#### Problem A
Please retype the text on rendering throughput word for word, from "Assuming renders take" to "know at all.".
#### Problem B
Decide whether each statement below agrees with the text on rendering throughput. Answer yes or no for each, quoting the deciding words of that text. (i) The writer's machine is an i3 box. (ii) The writer understands that PhantomJS has been growing. (iii) The figure 86400 stands for the seconds in a day.

## Start Text

Assuming renders take 7-10 seconds at worst, that means (if I've got my math
right!) that you need to do between (60m/(86400/7)=4861) and
(60m/(86400/10)=6944) renders per second in order to keep up. (86400 = seconds
in a day)

...Ahahahaha :)

Given that a single Chrome instance on my new-but-not-particularly-amazing i3
box can be sluggish at the best of times... I have no idea what sort of
tolerances Xeon(?)-class hardware (possibly running Xen? :P) have to running
multiple entire copies of Chromium... I initially wondered if you needed 1000
compute instance, then I realized maybe you only needed 400, now I honestly
don't know at all.

\--

I'm also curious how using Headless Chrome and PhantomJS is working out. As
in, genuinely interested. IIUC my understanding is that PhantomJS has pretty
much wound down, while Headless Chrome is fractionally different enough from
Chrome that it's possible to tell which one you're running on
([https://news.ycombinator.com/item?id=14936025](https://news.ycombinator.com/item?id=14936025)).

## End Text
## Start Record set

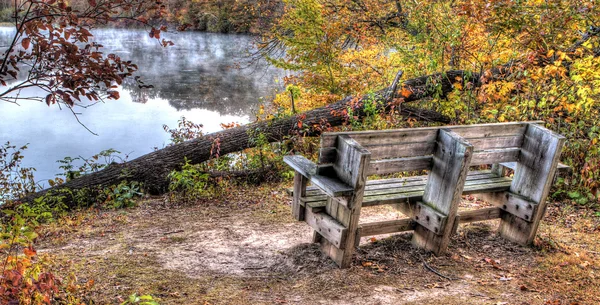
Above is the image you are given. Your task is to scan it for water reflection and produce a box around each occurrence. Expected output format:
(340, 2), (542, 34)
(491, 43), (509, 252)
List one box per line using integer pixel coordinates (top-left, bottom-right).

## End Record set
## Start Record set

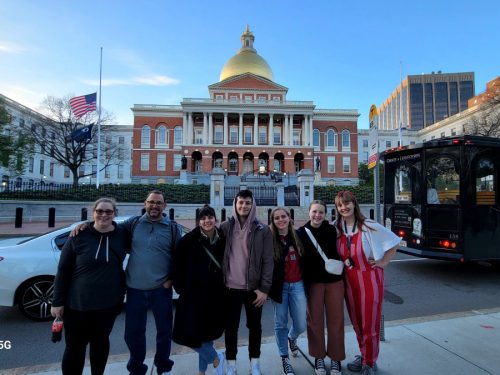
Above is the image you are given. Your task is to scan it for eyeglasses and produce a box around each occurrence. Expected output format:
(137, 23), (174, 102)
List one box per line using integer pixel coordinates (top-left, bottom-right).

## End Record set

#### Answer A
Assuming renders take 7-10 seconds at worst, that means (if I've got my math
right!) that you need to do between (60m/(86400/7)=4861) and
(60m/(86400/10)=6944) renders per second in order to keep up. (86400 = seconds
in a day)

...Ahahahaha :)

Given that a single Chrome instance on my new-but-not-particularly-amazing i3
box can be sluggish at the best of times... I have no idea what sort of
tolerances Xeon(?)-class hardware (possibly running Xen? :P) have to running
multiple entire copies of Chromium... I initially wondered if you needed 1000
compute instance, then I realized maybe you only needed 400, now I honestly
don't know at all.

#### Answer B
(i) Yes: "a single Chrome instance on my new-but-not-particularly-amazing i3 box can be sluggish at the best of times"
(ii) No: "my understanding is that PhantomJS has pretty much wound down"
(iii) Yes: "(86400 = seconds in a day)"